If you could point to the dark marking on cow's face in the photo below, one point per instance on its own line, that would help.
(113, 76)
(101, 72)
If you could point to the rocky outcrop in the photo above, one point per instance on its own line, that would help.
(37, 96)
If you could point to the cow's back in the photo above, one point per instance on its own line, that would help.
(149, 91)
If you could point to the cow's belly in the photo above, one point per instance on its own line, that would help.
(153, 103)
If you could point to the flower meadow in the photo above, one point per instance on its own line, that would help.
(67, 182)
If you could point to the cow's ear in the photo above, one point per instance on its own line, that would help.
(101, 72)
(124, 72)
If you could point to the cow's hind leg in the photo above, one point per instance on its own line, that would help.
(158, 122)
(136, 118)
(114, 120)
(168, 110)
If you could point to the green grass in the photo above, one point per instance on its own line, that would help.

****

What to do:
Your task is to retype the complete material exactly as it was given.

Task response:
If you could point to the dark marking on cow's face in the photo below, one point per instance on its own line, that would help.
(113, 76)
(101, 72)
If you could point to the rocky outcrop in the photo above, one point per instance on its own line, that would help.
(37, 96)
If you could point to the cow's back in the photo above, one point per instance on its own line, that would help.
(149, 91)
If you could point to the cow's belly in the photo above, one point per instance on its own line, that would help.
(153, 103)
If you could point to the flower meadow in the photo above, one point per instance on its own line, that would help.
(67, 182)
If you could point to the cow's ear in the photo above, one point per instance on its own line, that would help.
(101, 72)
(124, 72)
If you could point to the cow's hind leg in the photo above, one point per instance on its own line, that would help.
(158, 122)
(136, 118)
(114, 120)
(168, 110)
If you could point to the green grass in the photo above, one point per instance on its own line, that would help.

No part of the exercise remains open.